• _WHAT YOU WILL DO_:
In the records below, begin at the line that has "Target: older monk" and stop after the line that has "Return one point per instance of the woman sitting"; quote those lines verbatim and nothing more.

• _SUPPLIED DATA_:

>>

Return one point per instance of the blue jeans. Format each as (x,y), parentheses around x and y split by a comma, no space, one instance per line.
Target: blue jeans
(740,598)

<<
>>

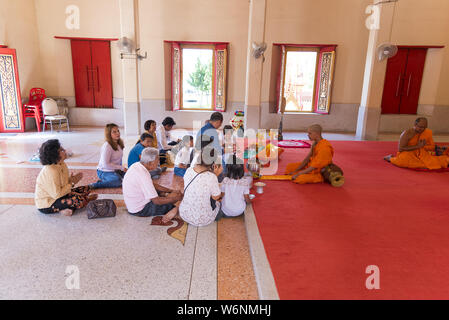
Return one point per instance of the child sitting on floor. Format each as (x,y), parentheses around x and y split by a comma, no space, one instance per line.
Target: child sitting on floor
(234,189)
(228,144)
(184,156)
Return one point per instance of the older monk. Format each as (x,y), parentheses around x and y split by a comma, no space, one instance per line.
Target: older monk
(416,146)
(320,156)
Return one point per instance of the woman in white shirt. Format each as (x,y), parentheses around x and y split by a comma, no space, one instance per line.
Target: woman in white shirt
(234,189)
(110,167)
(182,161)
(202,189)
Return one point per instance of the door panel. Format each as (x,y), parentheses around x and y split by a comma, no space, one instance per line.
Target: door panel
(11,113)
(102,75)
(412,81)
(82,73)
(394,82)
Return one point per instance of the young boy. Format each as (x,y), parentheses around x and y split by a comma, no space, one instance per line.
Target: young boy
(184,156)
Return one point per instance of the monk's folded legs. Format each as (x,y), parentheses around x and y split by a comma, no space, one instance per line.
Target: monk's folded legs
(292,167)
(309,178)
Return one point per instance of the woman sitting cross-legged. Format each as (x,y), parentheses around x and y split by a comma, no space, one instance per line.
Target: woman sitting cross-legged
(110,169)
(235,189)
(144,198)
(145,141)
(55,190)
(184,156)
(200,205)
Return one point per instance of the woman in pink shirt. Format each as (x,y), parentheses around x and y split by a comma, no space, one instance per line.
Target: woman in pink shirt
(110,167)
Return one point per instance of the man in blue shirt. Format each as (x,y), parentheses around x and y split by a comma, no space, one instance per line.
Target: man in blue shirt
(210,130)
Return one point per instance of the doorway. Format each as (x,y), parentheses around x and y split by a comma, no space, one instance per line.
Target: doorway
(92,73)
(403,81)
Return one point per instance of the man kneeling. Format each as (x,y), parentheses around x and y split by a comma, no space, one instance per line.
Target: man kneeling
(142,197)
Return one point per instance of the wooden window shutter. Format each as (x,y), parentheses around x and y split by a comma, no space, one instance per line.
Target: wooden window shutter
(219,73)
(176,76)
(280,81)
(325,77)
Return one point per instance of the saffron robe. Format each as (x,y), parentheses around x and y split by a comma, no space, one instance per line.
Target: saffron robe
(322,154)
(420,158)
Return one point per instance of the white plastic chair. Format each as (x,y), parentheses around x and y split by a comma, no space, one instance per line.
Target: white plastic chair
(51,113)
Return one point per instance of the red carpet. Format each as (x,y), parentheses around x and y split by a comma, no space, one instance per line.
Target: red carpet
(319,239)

<<

• _EXERCISE RESPONSE_:
Target: older monk
(416,146)
(320,156)
Return one point per instance of the woman in white shirt. Format each as (x,y), parentheses around x and y split by a comma, no space, one instance per line.
Target: woman in white shirt
(234,189)
(110,167)
(182,161)
(202,189)
Return one point per instance of the door panel. Format each as (x,y), parentheses around x and y split by a comma, no space, one instance per line.
Target: door panel
(11,113)
(102,75)
(412,81)
(82,73)
(394,82)
Return one point per instance of the young boy. Format each as (x,y), parentheses around x and y split by a comma, no space, one instance per line.
Target: young boy
(184,156)
Return one point per instance of the monk's folded legs. Format each as (x,y), parentheses around x and y split by a comma, no space, one instance per line.
Target: monk's folded legs
(292,167)
(309,178)
Return one point per instance of the woman sitting cross-legged. Format each as (x,y), parentheses around x and y split by a comma, no space, one instance per line.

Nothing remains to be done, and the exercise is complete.